GIVEN REQUEST: Rewrite the lines between the one containing "Mark every instance of the pond" and the one containing "pixel 173 118", inclusive, replacing "thickest part" with "widest part" and keeping everything else the same.

RECORD SET:
>> begin
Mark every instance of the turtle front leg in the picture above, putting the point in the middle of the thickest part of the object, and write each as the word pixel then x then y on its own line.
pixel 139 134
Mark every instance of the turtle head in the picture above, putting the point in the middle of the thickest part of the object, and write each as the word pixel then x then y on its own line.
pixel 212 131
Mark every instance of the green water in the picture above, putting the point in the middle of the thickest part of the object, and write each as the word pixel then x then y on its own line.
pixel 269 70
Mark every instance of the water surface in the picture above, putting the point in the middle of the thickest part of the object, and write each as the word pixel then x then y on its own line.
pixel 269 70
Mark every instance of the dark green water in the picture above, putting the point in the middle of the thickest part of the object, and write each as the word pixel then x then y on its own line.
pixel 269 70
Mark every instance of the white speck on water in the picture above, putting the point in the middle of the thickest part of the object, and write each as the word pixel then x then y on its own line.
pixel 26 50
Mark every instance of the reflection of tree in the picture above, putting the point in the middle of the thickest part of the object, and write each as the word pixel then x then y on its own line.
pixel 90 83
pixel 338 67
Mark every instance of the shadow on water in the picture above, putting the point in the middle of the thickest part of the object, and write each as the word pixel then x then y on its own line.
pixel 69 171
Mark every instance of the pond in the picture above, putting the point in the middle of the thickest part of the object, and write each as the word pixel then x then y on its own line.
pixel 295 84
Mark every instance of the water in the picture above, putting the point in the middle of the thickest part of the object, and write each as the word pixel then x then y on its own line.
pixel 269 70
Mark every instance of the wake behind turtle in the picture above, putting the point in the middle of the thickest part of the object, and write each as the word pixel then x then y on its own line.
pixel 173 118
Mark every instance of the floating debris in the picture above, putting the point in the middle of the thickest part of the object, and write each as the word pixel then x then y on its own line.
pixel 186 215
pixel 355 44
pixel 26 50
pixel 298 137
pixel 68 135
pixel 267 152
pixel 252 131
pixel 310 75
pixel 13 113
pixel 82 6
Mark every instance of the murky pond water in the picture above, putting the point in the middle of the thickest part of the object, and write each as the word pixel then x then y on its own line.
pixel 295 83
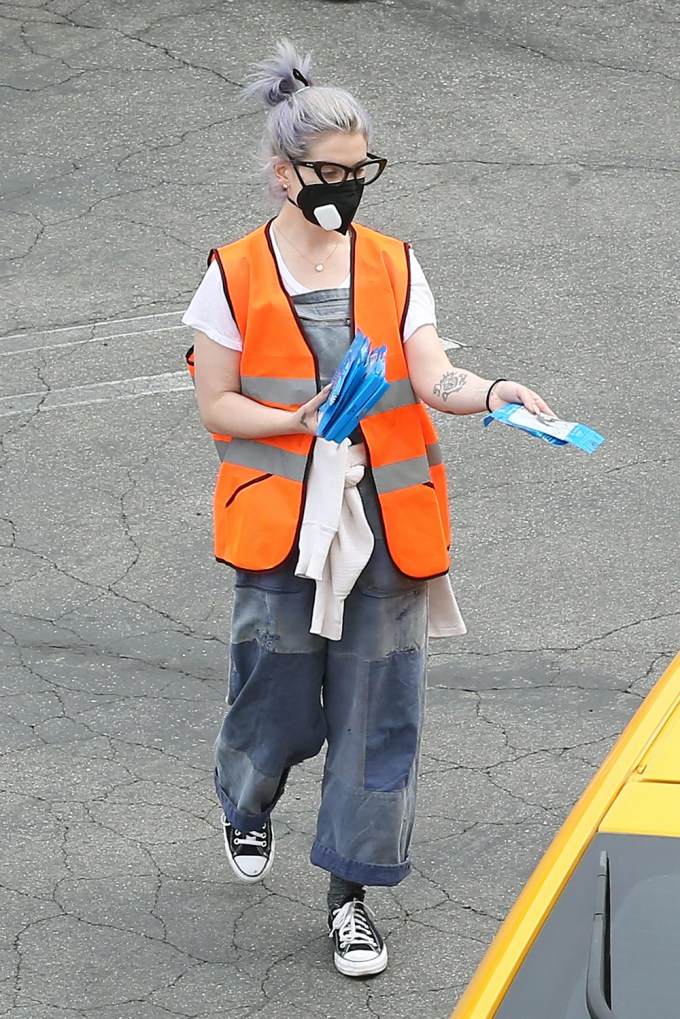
>> end
TASK SOLUTION:
Mark every instance of the pond in the picture above, putting the point in the middle of the widest part of the object, and write each as the word pixel then x then y on its own line.
pixel 295 84
Mark every instance of the water in the picture above, putting the point in the middle of the widest part of the object, and write each as the word pixel then x then y on its own line.
pixel 269 70
Mark every instance of the wake behind turtle in the picture above, putting the point in the middle of the widest part of the object, and write each as the word pixel then x then y on its own line.
pixel 173 118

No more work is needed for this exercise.